# [EXERCISE TASK]
Rewrite every line below in full, adding -145 to each coordinate value in the answers and leaving everything else unchanged.

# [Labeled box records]
================================

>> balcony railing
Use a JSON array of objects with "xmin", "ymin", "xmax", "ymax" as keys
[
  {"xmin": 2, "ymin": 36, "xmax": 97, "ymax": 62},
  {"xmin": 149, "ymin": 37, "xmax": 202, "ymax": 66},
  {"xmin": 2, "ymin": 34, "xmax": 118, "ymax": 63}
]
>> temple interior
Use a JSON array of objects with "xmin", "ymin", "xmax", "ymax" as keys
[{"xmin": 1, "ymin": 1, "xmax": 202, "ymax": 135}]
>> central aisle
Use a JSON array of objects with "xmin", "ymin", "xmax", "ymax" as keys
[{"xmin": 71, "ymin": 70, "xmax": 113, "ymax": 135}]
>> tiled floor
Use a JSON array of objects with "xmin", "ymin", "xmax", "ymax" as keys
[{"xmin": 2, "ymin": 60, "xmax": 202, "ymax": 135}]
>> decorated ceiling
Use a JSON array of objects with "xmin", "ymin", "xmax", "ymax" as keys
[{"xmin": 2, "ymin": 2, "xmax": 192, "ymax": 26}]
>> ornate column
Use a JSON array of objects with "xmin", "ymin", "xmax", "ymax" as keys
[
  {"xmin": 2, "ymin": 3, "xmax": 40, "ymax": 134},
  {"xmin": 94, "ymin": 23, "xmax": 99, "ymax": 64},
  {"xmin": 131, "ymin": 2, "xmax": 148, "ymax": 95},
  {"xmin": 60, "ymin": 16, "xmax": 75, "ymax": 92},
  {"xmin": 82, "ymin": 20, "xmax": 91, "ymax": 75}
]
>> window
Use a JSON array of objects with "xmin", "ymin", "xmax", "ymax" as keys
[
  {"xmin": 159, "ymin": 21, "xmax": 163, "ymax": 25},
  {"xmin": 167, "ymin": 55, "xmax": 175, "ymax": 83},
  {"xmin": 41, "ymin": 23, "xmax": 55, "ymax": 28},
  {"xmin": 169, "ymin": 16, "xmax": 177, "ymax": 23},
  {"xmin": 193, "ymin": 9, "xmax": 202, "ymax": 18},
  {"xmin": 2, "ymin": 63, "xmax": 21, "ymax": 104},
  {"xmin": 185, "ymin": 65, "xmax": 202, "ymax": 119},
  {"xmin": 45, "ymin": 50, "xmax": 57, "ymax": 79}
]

================================

# [WRITTEN RESPONSE]
>> balcony railing
Use a JSON array of objects with "xmin", "ymin", "xmax", "ymax" as keys
[
  {"xmin": -143, "ymin": -109, "xmax": -48, "ymax": -83},
  {"xmin": 4, "ymin": -108, "xmax": 57, "ymax": -79},
  {"xmin": -143, "ymin": -111, "xmax": -27, "ymax": -82}
]
>> temple interior
Use a JSON array of objects with "xmin", "ymin", "xmax", "ymax" as keys
[{"xmin": -144, "ymin": -144, "xmax": 57, "ymax": -10}]
>> central aisle
Use a JSON array of objects with "xmin", "ymin", "xmax", "ymax" as keys
[{"xmin": -74, "ymin": -75, "xmax": -32, "ymax": -10}]
>> tiled floor
Use a JSON array of objects with "xmin", "ymin", "xmax", "ymax" as keys
[{"xmin": -143, "ymin": -85, "xmax": 57, "ymax": -10}]
>> decorated ceiling
Use a JSON array of objects with "xmin", "ymin", "xmax", "ymax" as keys
[{"xmin": -143, "ymin": -143, "xmax": 47, "ymax": -119}]
>> ornate column
Use a JSON array of objects with "xmin", "ymin", "xmax", "ymax" as keys
[
  {"xmin": -143, "ymin": -142, "xmax": -105, "ymax": -11},
  {"xmin": -51, "ymin": -122, "xmax": -46, "ymax": -81},
  {"xmin": -14, "ymin": -143, "xmax": 3, "ymax": -50},
  {"xmin": -85, "ymin": -129, "xmax": -70, "ymax": -53},
  {"xmin": -63, "ymin": -125, "xmax": -54, "ymax": -70}
]
>> window
Use a JSON array of objects with "xmin", "ymin", "xmax", "ymax" as keys
[
  {"xmin": 14, "ymin": -124, "xmax": 18, "ymax": -120},
  {"xmin": 22, "ymin": -90, "xmax": 30, "ymax": -62},
  {"xmin": -104, "ymin": -122, "xmax": -90, "ymax": -117},
  {"xmin": 24, "ymin": -129, "xmax": 32, "ymax": -122},
  {"xmin": 48, "ymin": -136, "xmax": 57, "ymax": -127},
  {"xmin": -143, "ymin": -82, "xmax": -124, "ymax": -41},
  {"xmin": 40, "ymin": -80, "xmax": 57, "ymax": -26},
  {"xmin": -100, "ymin": -95, "xmax": -88, "ymax": -66}
]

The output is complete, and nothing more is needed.